*Task details:* Transcribe every line, keeping it exact.

(Stored records)
— BEGIN —
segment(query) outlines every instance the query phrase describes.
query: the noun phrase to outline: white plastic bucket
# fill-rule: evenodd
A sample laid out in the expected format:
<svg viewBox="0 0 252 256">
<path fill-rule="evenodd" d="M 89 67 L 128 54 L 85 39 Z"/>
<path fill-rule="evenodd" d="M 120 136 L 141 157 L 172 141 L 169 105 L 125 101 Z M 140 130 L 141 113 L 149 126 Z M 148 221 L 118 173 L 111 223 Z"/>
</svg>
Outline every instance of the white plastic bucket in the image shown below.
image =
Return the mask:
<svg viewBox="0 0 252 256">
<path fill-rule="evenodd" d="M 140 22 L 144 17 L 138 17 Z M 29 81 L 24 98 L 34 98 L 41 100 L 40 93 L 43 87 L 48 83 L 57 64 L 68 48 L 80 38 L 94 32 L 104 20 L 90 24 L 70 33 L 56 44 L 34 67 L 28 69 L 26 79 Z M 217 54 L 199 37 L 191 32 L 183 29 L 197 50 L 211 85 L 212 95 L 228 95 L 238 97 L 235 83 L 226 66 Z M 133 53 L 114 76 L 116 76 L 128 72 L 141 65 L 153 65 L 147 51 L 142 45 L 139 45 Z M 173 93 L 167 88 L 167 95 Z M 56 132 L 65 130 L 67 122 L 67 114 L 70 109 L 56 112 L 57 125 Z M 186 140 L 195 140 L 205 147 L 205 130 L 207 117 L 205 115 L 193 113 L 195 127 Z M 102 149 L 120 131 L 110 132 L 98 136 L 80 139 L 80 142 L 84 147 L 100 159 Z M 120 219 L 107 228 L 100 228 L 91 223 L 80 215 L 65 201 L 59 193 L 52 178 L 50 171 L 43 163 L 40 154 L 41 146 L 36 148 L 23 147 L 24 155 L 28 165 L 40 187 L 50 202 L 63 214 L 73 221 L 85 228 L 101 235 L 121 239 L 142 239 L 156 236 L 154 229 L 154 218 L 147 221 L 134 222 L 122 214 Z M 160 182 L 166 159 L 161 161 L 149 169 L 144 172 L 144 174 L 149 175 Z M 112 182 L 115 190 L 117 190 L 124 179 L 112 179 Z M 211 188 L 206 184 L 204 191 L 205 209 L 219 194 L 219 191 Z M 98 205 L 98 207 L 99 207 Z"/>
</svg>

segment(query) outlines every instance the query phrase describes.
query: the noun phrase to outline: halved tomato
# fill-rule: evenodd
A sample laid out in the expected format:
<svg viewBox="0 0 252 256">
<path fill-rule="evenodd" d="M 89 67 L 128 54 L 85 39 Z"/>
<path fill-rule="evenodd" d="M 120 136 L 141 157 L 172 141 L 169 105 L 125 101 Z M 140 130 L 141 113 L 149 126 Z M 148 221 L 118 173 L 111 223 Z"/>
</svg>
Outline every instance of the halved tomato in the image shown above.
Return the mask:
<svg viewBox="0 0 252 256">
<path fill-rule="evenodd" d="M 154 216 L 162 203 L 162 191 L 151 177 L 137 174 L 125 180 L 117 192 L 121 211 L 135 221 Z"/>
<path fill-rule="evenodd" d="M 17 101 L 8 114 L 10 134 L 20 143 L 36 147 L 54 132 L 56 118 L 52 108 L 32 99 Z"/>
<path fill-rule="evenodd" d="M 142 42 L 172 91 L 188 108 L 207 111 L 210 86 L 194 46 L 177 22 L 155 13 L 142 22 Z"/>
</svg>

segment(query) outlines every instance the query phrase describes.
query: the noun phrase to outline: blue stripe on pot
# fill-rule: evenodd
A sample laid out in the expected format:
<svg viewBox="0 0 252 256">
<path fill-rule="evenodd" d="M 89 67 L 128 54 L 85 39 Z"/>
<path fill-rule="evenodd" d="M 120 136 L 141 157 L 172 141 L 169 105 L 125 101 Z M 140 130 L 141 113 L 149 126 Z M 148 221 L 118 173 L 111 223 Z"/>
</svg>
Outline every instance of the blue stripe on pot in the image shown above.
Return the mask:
— END —
*Task response:*
segment(query) outlines every instance the query phrase describes.
query: the noun phrase to outline: white plastic bucket
# fill-rule: evenodd
A sample laid out in the expected format:
<svg viewBox="0 0 252 256">
<path fill-rule="evenodd" d="M 89 67 L 128 54 L 85 39 Z"/>
<path fill-rule="evenodd" d="M 120 136 L 141 157 L 172 141 L 169 105 L 125 101 Z M 140 130 L 141 113 L 149 126 Z M 148 221 L 118 173 L 111 223 Z"/>
</svg>
Outline every instance of the white plastic bucket in the image shown below.
image =
Return the mask:
<svg viewBox="0 0 252 256">
<path fill-rule="evenodd" d="M 140 22 L 144 17 L 138 17 Z M 29 81 L 24 98 L 34 98 L 41 100 L 40 93 L 43 87 L 48 83 L 57 64 L 68 48 L 80 38 L 94 32 L 104 20 L 90 24 L 70 33 L 56 44 L 34 67 L 28 69 L 26 79 Z M 217 54 L 199 37 L 191 32 L 183 29 L 197 50 L 211 85 L 212 95 L 228 95 L 238 97 L 235 83 L 226 66 Z M 133 53 L 114 76 L 116 76 L 128 72 L 141 65 L 153 65 L 147 51 L 142 45 L 139 45 Z M 173 93 L 167 88 L 167 95 Z M 56 132 L 65 130 L 67 122 L 67 114 L 70 109 L 56 112 L 57 125 Z M 186 140 L 195 140 L 205 147 L 205 130 L 207 117 L 205 115 L 193 113 L 195 127 Z M 102 149 L 120 131 L 110 132 L 98 136 L 80 139 L 80 142 L 84 147 L 100 159 Z M 120 219 L 107 228 L 100 228 L 91 223 L 80 215 L 65 201 L 59 193 L 52 178 L 50 171 L 43 163 L 40 154 L 41 146 L 36 148 L 23 147 L 24 155 L 28 165 L 40 187 L 50 202 L 63 214 L 73 221 L 85 228 L 101 235 L 121 239 L 142 239 L 156 236 L 154 229 L 154 218 L 147 221 L 134 222 L 122 214 Z M 160 182 L 166 159 L 161 161 L 149 169 L 144 172 L 144 174 L 149 175 Z M 112 182 L 115 190 L 117 190 L 124 179 L 112 179 Z M 211 188 L 206 184 L 204 191 L 205 209 L 219 194 L 219 191 Z M 98 205 L 98 207 L 99 207 Z"/>
</svg>

segment(query) outlines every instance the query phrase describes.
query: the noun phrase to outline: halved tomato
# fill-rule: evenodd
A sample laid out in the expected format:
<svg viewBox="0 0 252 256">
<path fill-rule="evenodd" d="M 89 67 L 128 54 L 85 39 Z"/>
<path fill-rule="evenodd" d="M 120 136 L 141 157 L 172 141 L 169 105 L 125 101 Z M 140 130 L 141 113 L 149 126 Z M 148 221 L 118 173 L 111 223 Z"/>
</svg>
Outline every instance of the halved tomato in the image shown above.
Return the mask:
<svg viewBox="0 0 252 256">
<path fill-rule="evenodd" d="M 154 216 L 162 203 L 162 191 L 151 177 L 137 174 L 125 180 L 117 192 L 121 211 L 135 221 Z"/>
<path fill-rule="evenodd" d="M 17 101 L 8 114 L 10 134 L 20 143 L 36 147 L 54 132 L 56 118 L 52 108 L 32 99 Z"/>
<path fill-rule="evenodd" d="M 142 42 L 172 91 L 188 108 L 207 111 L 210 86 L 194 46 L 177 22 L 155 13 L 142 22 Z"/>
</svg>

segment(query) outlines every instance the query phrase describes.
query: the noun phrase to outline: blue stripe on pot
# fill-rule: evenodd
A sample laid out in the expected format:
<svg viewBox="0 0 252 256">
<path fill-rule="evenodd" d="M 89 67 L 128 54 L 85 39 Z"/>
<path fill-rule="evenodd" d="M 120 136 L 141 157 L 172 141 L 169 105 L 125 101 Z M 140 130 L 141 113 L 149 126 Z M 148 221 L 118 173 L 111 223 Z"/>
</svg>
Outline every instance of the blue stripe on pot in the image shown above.
Return the mask:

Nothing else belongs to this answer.